Egli ci ha mostrato, in accordo con il più autentico spirito del cristianesimo testimoniato nei Vangeli, che il vero volto dell’umanità sta anzitutto nella giustizia, che tutti i percorsi spirituali possono condurre a un filo comune, dove si fonde il mistero dell’esistenza, dell’amore, della pace tra tutti gli esseri viventi. Francesco è stato amato dalla gente – quella maggioranza della popolazione mondiale che non si riconosce nel potere – per il suo essere uomo comune, spesso controcorrente, per la sua generosità, per la dolcezza, ma anche per la risolutezza, per il coraggio di distinguere cosa è davvero bene e cosa è male, senza ipocrisie e al di là dei convenzionalismi di facciata.
Non sono d’accordo con chi, ideologicamente e forse anche un po’ strumentalmente, continua a definire Papa Francesco un uomo politico. La sua costante azione a difesa degli ultimi, “in direzione ostinata e contraria”, l’umiltà nel parlare a tutti con semplicità, sono certamente atti politici, ma Francesco non era un uomo politico, era anzitutto un uomo di fede, un profeta (come lo ha definito Vito Mancuso ne La Stampa). Questa sua fede non è quasi mai stata un dogma, nemmeno un’astrazione concettuale dell’intelletto, ma proveniva dalla semplicità del cuore, verosimilmente frutto delle sue origini. Ci ha insegnato che la giustizia è bellezza, che l’etica non si può interpretare e nemmeno manipolare a piacimento, che la grazia e la spiritualità non si nutrono di mondanità e di vanità, ma appartengono a un’altra sfera, a quella dell’umiltà, dell’infinito silenzio che muove ogni elevazione dello spirito umano, dell’accettazione della finitezza della vita.
Tornando alle ultime immagini dei giorni scorsi, mi ha commosso vederlo affacciarsi al balcone nel giorno di Pasqua per sussurrare, con un filo di voce, la benedizione ai fedeli, così visibilmente affaticato; mi ha emozionato poi nell’offrire il suo corpo indebolito alla gente in delirio in quella piazza, nel portare conforto alla dura condizione dei carcerati.

☆ ☆ ☆ ☆ ☆

§ **Consegna 1**
Ripeti alla lettera le righe dell'elenco, dalla riga che contiene "Exercise. Point to the car emblem" fino alla fine dell'elenco, inclusa la riga iniziale.
Il brano e l'elenco sono materiali distinti e indipendenti.

§ **Materiale fornito**

☆ ☆ ☆ ☆ ☆

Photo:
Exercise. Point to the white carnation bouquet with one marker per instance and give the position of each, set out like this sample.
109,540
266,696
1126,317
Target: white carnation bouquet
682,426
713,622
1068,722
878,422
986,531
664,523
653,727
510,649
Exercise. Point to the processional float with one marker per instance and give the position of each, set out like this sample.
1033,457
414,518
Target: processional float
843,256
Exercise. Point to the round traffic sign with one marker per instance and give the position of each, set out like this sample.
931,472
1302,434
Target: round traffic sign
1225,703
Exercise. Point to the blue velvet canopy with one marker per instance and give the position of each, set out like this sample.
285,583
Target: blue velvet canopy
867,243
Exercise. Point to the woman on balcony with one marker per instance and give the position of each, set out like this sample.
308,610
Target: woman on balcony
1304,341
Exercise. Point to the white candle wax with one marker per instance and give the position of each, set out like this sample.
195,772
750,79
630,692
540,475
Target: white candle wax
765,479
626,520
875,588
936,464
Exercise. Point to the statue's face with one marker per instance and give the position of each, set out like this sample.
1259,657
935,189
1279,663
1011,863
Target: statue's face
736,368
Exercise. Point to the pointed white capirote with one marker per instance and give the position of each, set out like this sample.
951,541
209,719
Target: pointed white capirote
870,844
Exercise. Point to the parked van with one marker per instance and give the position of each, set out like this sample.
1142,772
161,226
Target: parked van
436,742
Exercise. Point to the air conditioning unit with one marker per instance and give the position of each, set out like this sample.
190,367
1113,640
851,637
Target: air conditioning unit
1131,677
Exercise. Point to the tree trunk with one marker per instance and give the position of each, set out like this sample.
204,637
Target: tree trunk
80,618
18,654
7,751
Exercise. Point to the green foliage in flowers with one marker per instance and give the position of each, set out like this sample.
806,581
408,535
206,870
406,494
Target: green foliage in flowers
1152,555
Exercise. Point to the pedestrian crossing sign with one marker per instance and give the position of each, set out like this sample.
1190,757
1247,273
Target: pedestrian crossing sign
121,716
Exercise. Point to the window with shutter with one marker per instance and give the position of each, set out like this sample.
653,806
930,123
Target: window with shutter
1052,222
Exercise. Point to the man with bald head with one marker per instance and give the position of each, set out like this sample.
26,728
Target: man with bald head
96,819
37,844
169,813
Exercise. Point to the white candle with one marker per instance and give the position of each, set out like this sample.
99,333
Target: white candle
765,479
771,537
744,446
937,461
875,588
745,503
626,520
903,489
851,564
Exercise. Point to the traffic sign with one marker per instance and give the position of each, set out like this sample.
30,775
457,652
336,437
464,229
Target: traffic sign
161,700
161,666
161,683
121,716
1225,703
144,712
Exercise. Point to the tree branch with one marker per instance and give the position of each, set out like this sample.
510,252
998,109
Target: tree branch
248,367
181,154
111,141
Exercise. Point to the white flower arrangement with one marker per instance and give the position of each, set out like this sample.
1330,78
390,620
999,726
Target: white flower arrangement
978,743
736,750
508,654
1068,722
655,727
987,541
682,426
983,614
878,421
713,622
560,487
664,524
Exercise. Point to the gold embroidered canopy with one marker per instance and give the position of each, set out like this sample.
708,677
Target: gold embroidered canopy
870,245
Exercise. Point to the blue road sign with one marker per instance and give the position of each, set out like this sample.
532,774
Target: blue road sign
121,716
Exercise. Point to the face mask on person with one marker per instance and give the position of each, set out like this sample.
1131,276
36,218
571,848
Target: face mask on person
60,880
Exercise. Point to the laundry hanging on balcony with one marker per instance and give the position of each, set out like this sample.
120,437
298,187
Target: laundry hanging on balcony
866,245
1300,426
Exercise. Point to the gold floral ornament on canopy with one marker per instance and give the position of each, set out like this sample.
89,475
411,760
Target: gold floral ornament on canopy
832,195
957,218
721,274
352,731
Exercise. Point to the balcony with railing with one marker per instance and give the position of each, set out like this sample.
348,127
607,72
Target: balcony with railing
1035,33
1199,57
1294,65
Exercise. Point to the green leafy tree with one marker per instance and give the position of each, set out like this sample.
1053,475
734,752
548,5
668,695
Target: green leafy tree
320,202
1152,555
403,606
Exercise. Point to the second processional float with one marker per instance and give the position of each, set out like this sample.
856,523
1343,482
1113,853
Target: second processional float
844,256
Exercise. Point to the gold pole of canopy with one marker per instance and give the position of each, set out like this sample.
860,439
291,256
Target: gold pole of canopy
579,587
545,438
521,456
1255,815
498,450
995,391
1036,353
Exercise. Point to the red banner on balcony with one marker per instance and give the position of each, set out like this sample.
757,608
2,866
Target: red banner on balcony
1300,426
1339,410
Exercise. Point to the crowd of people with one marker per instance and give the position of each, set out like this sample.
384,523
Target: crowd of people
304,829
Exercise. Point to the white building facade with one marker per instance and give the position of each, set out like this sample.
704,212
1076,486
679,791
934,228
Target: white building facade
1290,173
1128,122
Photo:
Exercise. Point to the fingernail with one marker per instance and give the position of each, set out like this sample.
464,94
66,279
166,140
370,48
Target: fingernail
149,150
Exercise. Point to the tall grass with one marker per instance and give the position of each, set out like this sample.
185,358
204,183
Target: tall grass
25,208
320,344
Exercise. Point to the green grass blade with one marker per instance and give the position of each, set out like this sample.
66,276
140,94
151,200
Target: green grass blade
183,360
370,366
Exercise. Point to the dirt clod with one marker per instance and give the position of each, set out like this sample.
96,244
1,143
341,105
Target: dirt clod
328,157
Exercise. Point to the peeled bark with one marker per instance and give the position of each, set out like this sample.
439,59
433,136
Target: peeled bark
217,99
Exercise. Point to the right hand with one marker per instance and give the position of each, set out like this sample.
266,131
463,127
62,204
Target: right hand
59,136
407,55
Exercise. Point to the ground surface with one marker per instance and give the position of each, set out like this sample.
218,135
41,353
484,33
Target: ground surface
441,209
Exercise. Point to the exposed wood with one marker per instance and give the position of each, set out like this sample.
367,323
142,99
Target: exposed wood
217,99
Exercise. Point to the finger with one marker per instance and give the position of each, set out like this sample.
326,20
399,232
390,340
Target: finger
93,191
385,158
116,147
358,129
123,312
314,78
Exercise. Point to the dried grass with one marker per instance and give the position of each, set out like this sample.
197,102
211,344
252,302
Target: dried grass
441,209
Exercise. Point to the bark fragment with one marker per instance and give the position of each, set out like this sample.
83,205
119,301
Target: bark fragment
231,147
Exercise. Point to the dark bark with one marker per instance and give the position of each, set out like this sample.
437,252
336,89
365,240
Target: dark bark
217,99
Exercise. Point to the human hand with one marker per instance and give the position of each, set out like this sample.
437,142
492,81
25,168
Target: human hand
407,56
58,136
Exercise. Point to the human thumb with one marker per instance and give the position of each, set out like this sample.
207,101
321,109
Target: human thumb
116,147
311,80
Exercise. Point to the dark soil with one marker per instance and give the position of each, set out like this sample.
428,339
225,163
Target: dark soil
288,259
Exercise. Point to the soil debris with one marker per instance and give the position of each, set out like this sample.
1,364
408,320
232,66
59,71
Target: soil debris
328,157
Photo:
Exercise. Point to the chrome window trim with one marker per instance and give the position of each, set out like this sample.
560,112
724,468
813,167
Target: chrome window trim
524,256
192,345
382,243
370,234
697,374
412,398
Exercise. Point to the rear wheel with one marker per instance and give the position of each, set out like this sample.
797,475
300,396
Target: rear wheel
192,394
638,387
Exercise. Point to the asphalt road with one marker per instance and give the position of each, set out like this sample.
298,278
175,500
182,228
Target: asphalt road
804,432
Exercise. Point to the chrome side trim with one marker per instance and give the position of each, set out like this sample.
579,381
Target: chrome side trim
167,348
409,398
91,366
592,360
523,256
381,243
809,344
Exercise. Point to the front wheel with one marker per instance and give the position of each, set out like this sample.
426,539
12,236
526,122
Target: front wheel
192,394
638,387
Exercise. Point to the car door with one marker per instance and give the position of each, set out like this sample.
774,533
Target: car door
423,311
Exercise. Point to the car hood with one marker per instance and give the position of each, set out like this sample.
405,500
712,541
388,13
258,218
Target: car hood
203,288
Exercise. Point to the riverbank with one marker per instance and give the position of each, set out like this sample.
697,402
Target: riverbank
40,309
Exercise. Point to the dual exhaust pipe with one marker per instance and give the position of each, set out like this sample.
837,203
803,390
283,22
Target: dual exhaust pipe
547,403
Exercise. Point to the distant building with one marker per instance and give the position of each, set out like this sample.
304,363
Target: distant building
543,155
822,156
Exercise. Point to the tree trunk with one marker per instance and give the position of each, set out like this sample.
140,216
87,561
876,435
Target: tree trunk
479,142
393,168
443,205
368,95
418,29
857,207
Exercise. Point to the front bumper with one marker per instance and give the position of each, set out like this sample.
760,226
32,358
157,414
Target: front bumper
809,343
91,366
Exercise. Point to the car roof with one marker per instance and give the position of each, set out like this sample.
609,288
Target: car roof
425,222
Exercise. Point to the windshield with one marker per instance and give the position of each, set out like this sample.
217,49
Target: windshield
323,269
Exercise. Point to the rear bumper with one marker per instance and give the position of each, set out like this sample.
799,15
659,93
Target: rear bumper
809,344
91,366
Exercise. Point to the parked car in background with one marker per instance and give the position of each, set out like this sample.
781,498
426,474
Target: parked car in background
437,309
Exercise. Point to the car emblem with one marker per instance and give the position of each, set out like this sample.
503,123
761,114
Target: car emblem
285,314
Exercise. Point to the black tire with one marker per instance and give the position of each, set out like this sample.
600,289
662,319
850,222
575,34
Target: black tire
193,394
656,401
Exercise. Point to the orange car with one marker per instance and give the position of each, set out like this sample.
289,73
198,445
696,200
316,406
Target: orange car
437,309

☆ ☆ ☆ ☆ ☆

§ **Consegna 2**
Nel brano su Papa Francesco, elenca tutti gli insegnamenti introdotti dall'espressione "Ci ha insegnato che", riportando ciascuno come lo formula il testo.

§ **Risultato 1**
Exercise. Point to the car emblem with one marker per instance and give the position of each, set out like this sample.
503,123
761,114
Target: car emblem
285,314
Exercise. Point to the black tire with one marker per instance and give the position of each, set out like this sample.
600,289
662,319
850,222
575,34
Target: black tire
193,394
656,401
Exercise. Point to the orange car with one marker per instance and give the position of each, set out like this sample.
289,73
198,445
696,200
316,406
Target: orange car
437,309

§ **Risultato 2**
- La giustizia è bellezza.
- L'etica non si può interpretare e nemmeno manipolare a piacimento.
- La grazia e la spiritualità non si nutrono di mondanità e di vanità, ma appartengono a un'altra sfera, a quella dell'umiltà, dell'infinito silenzio che muove ogni elevazione dello spirito umano, dell'accettazione della finitezza della vita.